WHAT THIS TASK INVOLVES: Reproduce the passage of the character encodings notebook starting with "This notebook is" and going on through "Character encodings tutorial.", substituting "assignment" for each occurrence of "exercise".

SOURCE DOCUMENT:

--------

This notebook is an exercise in the Data Cleaning course. You can reference the tutorial at this link.

In this exercise, you'll apply what you learned in the Character encodings tutorial.

Setup¶

The questions below will give you feedback on your work. Run the following cell to set up the feedback system.

In [ ]:

from learntools.core import binder
binder.bind(globals())
from learntools.data_cleaning.ex4 import *
print("Setup Complete")

Get our environment set up¶

The first thing we'll need to do is load in the libraries we'll be using.

In [ ]:

# modules we'll use
import pandas as pd
import numpy as np

# helpful character encoding module
import chardet

# set seed for reproducibility
np.random.seed(0)

1) What are encodings?¶

You're working with a dataset composed of bytes. Run the code cell below to print a sample entry.

In [ ]:

sample_entry = b'\xa7A\xa6n'
print(sample_entry)

--------

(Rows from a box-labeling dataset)
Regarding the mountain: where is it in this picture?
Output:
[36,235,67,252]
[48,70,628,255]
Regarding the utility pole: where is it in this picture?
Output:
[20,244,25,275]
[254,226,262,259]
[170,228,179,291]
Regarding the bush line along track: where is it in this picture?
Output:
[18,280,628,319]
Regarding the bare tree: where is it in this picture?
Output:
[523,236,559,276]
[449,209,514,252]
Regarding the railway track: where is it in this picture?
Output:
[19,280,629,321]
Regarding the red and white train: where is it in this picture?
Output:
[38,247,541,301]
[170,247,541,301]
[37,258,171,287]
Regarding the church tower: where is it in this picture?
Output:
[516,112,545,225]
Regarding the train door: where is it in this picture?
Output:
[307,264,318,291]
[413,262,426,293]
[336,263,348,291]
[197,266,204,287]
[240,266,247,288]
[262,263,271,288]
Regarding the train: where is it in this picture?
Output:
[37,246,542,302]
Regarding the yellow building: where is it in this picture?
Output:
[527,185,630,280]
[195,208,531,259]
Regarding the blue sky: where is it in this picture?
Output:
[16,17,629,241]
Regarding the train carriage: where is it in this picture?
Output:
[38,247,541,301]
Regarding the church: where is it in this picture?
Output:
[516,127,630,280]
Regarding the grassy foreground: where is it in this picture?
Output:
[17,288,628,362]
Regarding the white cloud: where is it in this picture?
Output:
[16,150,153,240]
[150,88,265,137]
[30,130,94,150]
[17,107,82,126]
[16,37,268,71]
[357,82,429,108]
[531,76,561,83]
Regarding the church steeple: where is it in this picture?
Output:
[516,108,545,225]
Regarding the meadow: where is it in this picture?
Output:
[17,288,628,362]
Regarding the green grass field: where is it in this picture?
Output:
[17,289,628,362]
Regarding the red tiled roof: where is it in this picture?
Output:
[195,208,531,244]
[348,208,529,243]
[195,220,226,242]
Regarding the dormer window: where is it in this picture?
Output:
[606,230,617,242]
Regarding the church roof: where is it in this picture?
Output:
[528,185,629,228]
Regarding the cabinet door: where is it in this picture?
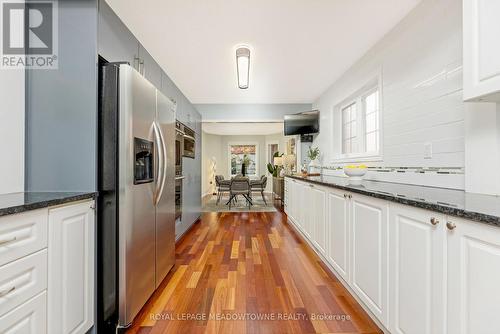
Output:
[290,180,300,223]
[0,291,47,334]
[283,178,291,216]
[446,217,500,334]
[296,182,311,234]
[463,0,500,102]
[326,189,350,282]
[351,195,388,325]
[307,185,327,255]
[389,205,446,334]
[48,202,95,334]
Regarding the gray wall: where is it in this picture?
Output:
[98,1,202,236]
[195,103,312,122]
[25,0,97,191]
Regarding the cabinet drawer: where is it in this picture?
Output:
[0,249,47,315]
[0,209,48,266]
[0,291,47,334]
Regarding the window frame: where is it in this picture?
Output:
[227,141,260,178]
[332,75,383,163]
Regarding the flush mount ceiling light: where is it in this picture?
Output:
[236,46,250,89]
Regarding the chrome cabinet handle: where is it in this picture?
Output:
[446,222,457,231]
[153,122,165,205]
[0,237,17,245]
[0,286,16,297]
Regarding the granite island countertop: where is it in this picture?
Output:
[285,175,500,227]
[0,192,96,216]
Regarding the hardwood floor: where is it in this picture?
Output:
[127,212,382,334]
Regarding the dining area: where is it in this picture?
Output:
[215,174,268,210]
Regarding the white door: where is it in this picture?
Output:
[286,180,296,223]
[351,195,388,325]
[300,183,314,241]
[463,0,500,102]
[389,204,446,334]
[308,184,327,255]
[295,182,309,237]
[48,202,95,334]
[446,217,500,334]
[326,189,349,282]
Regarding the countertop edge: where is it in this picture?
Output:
[285,175,500,227]
[0,192,97,217]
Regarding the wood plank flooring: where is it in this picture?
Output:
[127,212,382,334]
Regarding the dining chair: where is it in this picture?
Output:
[250,175,267,205]
[215,175,231,205]
[226,177,253,210]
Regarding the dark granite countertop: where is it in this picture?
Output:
[286,175,500,227]
[0,192,96,216]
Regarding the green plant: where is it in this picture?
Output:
[307,146,320,161]
[267,152,284,177]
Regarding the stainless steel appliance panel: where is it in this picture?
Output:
[183,126,196,159]
[156,91,176,287]
[118,65,158,326]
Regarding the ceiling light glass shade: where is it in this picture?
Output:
[236,47,250,89]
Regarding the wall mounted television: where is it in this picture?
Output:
[283,110,319,136]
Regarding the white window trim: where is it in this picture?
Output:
[332,72,384,163]
[227,141,260,177]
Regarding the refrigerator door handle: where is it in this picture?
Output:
[153,122,165,205]
[154,122,167,205]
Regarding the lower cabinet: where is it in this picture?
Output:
[349,195,388,325]
[0,291,47,334]
[306,185,328,255]
[388,204,446,334]
[446,217,500,334]
[286,178,500,334]
[0,201,96,334]
[48,202,95,334]
[326,189,350,282]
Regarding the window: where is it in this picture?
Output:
[338,86,381,160]
[363,89,380,153]
[342,103,357,154]
[229,144,258,176]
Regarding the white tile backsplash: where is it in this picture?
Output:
[313,0,465,189]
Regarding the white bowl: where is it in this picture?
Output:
[344,167,367,183]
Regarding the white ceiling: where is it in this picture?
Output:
[106,0,420,103]
[202,122,283,136]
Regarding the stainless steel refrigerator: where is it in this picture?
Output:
[98,64,175,331]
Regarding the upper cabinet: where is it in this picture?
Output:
[98,1,139,66]
[136,44,162,91]
[463,0,500,102]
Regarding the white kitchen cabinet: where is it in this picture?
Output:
[297,182,313,240]
[349,194,388,325]
[463,0,500,102]
[326,189,350,282]
[389,203,446,334]
[48,202,95,334]
[309,184,328,255]
[0,291,47,334]
[0,209,47,265]
[446,217,500,334]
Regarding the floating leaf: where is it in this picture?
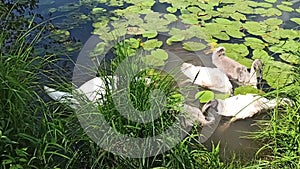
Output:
[212,32,230,40]
[262,8,282,16]
[264,18,283,26]
[143,30,157,38]
[277,5,294,12]
[195,90,215,103]
[258,2,273,8]
[183,42,206,51]
[279,53,300,64]
[244,37,265,49]
[167,7,177,13]
[164,14,178,22]
[167,34,184,45]
[290,18,300,25]
[226,29,245,38]
[179,14,199,24]
[143,39,163,50]
[281,1,293,6]
[234,86,265,95]
[263,61,293,88]
[51,30,70,42]
[151,49,168,60]
[230,12,247,21]
[265,0,277,3]
[142,55,165,66]
[252,49,274,62]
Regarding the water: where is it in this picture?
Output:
[32,0,299,161]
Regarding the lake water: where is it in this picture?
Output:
[31,0,300,160]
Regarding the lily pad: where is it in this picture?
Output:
[183,42,206,51]
[143,39,163,50]
[195,90,215,103]
[143,30,158,38]
[252,49,274,62]
[279,53,300,64]
[263,61,293,88]
[212,32,230,40]
[244,37,265,49]
[179,14,199,24]
[166,34,184,45]
[230,12,247,21]
[290,18,300,25]
[264,18,283,26]
[262,8,282,16]
[151,49,168,60]
[234,86,265,95]
[142,55,165,66]
[167,7,177,13]
[277,5,294,12]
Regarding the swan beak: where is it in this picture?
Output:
[201,100,218,113]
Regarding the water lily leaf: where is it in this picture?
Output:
[243,21,267,35]
[230,12,247,21]
[143,39,163,50]
[143,30,158,38]
[58,3,80,12]
[258,2,273,8]
[167,7,177,13]
[179,14,199,24]
[126,26,145,35]
[89,42,107,58]
[183,42,206,51]
[151,49,168,60]
[290,18,300,25]
[142,55,165,66]
[277,5,294,12]
[279,53,300,64]
[252,49,274,62]
[187,6,202,14]
[164,14,178,23]
[261,34,279,44]
[263,61,293,88]
[244,37,265,49]
[281,1,293,6]
[226,29,245,38]
[215,18,232,25]
[234,86,265,95]
[262,8,282,16]
[212,32,230,40]
[265,0,277,3]
[264,18,283,26]
[50,30,70,42]
[195,90,215,103]
[166,34,184,45]
[48,8,57,13]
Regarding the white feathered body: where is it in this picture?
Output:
[217,94,276,119]
[181,63,232,94]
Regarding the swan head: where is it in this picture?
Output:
[201,99,221,114]
[252,59,264,78]
[212,47,225,58]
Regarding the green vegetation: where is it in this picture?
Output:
[0,0,300,169]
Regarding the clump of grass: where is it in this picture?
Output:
[247,61,300,168]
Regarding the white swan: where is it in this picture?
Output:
[181,63,232,94]
[202,94,292,123]
[44,76,118,109]
[183,104,214,126]
[212,47,263,88]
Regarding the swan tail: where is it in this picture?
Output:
[44,86,79,109]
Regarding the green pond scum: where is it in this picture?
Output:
[0,0,300,169]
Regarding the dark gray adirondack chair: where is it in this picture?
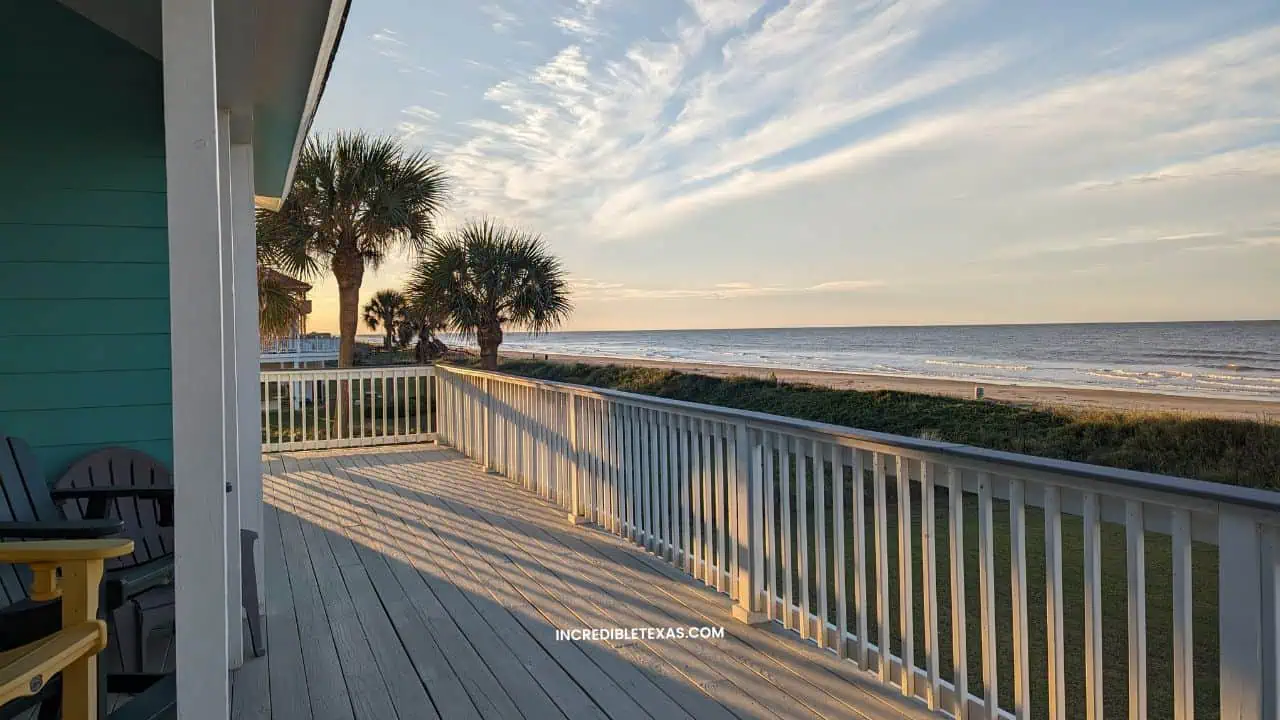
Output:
[54,447,174,673]
[54,447,265,671]
[0,436,173,720]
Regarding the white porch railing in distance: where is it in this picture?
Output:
[261,337,342,355]
[436,366,1280,720]
[260,366,435,452]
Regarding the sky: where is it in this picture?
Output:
[308,0,1280,331]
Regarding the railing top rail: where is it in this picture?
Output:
[436,364,1280,512]
[259,365,435,378]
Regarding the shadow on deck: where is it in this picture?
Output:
[232,445,928,720]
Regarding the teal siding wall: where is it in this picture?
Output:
[0,0,173,475]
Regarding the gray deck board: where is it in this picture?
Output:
[232,445,928,720]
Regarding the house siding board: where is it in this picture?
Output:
[0,0,173,475]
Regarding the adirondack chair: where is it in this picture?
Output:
[0,538,177,720]
[54,447,174,671]
[0,535,133,720]
[0,437,173,720]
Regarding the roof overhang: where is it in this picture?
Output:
[59,0,349,202]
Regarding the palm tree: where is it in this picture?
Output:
[257,222,306,337]
[257,132,449,368]
[401,289,449,364]
[407,219,572,370]
[365,290,406,352]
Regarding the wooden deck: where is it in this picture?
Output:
[232,445,928,720]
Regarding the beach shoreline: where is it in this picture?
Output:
[500,350,1280,423]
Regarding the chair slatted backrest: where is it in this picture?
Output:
[54,447,173,569]
[0,436,63,607]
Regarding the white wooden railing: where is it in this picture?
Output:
[261,337,342,360]
[436,366,1280,720]
[259,366,434,452]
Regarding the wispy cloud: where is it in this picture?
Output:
[480,3,524,33]
[370,27,435,74]
[417,0,1280,249]
[572,274,884,300]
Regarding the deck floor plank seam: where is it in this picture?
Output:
[232,445,934,720]
[391,445,851,717]
[340,450,690,720]
[345,445,793,719]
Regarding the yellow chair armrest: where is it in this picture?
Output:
[0,538,133,565]
[0,620,106,705]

--------

FINAL ANSWER:
This notebook is an assignment in the Data Cleaning course. You can reference the tutorial at this link.

In this assignment, you'll apply what you learned in the Character encodings tutorial.